Extracted records:

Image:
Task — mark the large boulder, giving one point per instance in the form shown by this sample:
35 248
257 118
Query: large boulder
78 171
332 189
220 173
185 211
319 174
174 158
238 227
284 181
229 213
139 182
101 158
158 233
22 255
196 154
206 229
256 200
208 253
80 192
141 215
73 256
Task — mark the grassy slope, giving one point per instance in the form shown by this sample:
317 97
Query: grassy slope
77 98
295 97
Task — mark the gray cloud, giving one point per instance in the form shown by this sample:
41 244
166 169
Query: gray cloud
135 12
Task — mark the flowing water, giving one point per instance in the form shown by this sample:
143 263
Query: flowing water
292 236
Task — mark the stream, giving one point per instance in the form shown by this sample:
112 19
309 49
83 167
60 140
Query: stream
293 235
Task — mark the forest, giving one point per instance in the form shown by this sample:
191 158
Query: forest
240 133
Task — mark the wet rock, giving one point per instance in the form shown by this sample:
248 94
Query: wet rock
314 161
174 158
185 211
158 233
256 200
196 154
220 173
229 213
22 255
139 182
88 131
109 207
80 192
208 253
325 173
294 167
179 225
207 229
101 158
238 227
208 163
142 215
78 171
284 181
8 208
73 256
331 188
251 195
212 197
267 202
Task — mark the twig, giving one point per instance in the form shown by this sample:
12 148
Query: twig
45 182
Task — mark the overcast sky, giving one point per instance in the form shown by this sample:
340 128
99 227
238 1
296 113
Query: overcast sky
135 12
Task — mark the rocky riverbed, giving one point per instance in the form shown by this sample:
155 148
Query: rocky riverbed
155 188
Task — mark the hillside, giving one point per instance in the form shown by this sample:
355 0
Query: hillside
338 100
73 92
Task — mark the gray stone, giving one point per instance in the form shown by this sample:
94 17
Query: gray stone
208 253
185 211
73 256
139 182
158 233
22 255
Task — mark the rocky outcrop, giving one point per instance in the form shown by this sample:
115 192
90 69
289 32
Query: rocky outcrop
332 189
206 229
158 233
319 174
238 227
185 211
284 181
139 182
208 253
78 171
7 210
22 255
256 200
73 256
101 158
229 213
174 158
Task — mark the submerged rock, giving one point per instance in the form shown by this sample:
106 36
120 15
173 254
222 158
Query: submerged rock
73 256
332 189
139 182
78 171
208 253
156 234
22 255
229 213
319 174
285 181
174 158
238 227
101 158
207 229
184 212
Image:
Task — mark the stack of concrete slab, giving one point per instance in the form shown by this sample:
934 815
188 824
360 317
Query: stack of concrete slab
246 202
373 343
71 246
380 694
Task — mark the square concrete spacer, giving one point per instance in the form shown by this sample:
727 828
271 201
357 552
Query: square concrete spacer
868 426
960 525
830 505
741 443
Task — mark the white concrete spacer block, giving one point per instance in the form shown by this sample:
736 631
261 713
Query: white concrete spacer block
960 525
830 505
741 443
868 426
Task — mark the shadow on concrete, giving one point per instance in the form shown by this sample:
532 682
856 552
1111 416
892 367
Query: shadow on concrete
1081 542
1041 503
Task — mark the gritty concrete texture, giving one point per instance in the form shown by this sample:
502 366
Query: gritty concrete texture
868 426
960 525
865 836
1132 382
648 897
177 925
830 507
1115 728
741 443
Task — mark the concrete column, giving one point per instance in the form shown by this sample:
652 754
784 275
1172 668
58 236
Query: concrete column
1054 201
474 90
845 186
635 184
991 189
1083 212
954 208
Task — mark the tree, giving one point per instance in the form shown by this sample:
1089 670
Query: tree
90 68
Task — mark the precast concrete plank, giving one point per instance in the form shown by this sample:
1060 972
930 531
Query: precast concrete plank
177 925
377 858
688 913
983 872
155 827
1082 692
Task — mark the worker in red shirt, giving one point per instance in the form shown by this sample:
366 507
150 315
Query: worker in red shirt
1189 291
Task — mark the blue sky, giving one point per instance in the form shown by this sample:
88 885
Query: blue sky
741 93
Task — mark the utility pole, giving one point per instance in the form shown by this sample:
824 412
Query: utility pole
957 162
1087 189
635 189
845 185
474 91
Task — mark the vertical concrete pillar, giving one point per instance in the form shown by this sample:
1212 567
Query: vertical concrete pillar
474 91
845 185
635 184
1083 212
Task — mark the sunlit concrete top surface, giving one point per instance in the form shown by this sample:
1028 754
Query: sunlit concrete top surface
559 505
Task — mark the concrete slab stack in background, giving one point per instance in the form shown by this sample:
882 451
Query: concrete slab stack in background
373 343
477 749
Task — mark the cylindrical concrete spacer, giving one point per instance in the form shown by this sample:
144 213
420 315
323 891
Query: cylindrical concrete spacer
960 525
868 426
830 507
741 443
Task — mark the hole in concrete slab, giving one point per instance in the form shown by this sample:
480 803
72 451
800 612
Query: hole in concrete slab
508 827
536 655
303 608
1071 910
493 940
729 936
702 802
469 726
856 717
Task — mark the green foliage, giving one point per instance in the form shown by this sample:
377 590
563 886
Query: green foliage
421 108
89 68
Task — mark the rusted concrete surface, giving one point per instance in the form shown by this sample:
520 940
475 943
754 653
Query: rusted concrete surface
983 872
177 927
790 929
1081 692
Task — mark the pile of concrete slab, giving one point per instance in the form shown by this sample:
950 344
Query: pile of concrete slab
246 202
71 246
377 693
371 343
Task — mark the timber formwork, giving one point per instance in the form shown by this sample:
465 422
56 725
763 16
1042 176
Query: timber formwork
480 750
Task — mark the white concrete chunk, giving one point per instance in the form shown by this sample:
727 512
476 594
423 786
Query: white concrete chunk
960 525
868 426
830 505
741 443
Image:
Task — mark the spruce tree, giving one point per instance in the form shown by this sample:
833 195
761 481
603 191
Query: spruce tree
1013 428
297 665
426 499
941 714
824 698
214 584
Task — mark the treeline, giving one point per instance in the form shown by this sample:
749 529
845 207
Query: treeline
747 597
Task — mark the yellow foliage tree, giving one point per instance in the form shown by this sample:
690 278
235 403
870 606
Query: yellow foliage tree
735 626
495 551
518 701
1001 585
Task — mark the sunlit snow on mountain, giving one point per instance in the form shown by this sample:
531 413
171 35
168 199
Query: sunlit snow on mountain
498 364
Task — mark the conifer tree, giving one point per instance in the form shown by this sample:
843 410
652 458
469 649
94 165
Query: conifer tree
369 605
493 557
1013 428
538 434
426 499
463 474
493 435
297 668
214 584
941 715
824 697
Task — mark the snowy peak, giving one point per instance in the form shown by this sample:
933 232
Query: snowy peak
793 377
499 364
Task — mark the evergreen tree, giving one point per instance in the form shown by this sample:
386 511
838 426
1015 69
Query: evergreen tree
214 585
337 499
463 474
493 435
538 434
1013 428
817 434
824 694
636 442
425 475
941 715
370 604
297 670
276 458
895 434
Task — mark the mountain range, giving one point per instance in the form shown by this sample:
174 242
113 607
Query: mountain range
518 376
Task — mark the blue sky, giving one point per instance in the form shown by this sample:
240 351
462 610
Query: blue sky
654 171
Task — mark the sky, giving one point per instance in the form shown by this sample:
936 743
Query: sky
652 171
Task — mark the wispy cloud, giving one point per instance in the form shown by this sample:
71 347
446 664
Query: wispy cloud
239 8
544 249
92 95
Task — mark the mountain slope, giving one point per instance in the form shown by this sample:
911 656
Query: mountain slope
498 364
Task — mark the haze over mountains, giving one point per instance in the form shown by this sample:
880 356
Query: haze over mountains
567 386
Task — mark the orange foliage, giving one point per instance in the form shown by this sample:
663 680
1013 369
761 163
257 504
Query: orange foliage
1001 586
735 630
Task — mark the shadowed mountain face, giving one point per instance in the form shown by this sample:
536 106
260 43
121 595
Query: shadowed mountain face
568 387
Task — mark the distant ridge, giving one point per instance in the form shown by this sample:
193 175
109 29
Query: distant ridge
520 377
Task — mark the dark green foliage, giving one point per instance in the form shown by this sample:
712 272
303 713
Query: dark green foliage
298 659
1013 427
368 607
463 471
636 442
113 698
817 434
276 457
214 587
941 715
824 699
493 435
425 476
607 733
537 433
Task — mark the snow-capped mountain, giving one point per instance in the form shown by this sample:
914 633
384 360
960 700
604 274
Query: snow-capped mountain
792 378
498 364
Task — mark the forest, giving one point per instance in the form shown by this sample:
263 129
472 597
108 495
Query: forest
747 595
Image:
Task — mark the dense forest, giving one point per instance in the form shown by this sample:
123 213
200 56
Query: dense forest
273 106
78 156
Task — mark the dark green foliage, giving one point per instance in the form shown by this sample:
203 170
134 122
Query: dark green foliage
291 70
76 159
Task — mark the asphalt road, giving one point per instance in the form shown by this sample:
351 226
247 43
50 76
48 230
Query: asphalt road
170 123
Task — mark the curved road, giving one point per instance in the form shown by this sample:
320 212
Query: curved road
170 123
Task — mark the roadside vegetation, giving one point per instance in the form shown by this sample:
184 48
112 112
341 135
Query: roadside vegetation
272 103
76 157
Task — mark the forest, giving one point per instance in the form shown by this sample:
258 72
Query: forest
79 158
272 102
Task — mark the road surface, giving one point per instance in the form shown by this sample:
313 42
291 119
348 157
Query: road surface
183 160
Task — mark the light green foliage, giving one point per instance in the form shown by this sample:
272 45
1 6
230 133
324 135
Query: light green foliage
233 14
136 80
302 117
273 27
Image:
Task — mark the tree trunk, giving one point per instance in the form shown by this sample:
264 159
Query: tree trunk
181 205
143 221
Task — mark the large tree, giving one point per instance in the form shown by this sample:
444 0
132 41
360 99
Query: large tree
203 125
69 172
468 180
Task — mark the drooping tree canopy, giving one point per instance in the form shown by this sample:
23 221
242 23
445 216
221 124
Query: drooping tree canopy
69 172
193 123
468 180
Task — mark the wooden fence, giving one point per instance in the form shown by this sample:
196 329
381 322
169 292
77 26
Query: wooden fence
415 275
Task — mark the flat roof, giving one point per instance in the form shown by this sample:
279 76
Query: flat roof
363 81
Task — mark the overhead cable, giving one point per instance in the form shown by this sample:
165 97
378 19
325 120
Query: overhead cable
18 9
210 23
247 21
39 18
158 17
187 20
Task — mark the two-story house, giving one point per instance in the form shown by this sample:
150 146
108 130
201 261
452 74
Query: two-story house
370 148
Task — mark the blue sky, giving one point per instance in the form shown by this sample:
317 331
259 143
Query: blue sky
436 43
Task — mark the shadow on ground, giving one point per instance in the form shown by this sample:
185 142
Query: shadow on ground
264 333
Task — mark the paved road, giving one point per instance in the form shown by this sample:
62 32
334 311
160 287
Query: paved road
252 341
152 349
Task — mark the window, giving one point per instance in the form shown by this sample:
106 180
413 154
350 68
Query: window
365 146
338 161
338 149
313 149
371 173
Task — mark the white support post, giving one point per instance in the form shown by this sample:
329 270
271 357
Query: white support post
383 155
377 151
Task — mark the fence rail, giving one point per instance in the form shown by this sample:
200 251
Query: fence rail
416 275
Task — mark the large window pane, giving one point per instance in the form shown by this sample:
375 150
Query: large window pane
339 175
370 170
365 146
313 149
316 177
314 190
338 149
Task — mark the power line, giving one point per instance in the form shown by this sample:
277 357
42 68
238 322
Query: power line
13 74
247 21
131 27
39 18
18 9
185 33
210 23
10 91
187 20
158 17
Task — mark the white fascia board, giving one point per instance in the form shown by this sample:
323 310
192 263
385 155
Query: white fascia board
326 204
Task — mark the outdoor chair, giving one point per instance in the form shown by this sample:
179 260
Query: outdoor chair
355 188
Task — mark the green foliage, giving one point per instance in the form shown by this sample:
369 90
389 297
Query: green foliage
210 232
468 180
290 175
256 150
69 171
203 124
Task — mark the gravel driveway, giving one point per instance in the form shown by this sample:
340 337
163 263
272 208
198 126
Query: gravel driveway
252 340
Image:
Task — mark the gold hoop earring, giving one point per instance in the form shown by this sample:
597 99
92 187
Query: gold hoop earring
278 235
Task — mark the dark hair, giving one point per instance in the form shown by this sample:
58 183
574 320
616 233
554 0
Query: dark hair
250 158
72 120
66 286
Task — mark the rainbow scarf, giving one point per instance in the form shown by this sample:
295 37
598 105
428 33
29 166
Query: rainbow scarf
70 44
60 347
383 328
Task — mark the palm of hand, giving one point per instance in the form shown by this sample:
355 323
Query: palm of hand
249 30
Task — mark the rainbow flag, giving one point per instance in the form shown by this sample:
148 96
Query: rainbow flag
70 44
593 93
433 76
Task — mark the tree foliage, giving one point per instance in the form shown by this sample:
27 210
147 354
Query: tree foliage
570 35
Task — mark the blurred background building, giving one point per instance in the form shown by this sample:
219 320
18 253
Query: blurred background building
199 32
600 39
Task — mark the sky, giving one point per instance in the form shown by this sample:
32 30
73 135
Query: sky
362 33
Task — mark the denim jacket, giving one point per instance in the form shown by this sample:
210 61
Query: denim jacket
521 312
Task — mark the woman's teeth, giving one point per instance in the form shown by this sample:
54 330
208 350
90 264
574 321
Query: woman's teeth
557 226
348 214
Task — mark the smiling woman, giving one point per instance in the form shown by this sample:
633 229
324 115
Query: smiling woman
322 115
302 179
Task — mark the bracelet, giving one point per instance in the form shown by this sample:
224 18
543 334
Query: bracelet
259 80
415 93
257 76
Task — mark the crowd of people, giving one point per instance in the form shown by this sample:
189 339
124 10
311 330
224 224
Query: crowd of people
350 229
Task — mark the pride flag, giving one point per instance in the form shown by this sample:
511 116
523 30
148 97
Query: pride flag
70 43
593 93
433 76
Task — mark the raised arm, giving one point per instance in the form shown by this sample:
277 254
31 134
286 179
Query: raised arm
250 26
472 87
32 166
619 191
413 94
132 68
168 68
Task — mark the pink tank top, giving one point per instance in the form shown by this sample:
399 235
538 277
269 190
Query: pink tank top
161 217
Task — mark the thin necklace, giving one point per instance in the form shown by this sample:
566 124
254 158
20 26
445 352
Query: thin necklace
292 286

— Prompt —
Can you write out, line for line without any changes, the part of the data that starts with the line containing "Task — mark the thin" and runs through the end of the data?

— Written response —
Task — mark the thin necklace, giving one point per instance in the form shown by this sample:
566 124
254 158
20 26
445 352
Query: thin necklace
292 286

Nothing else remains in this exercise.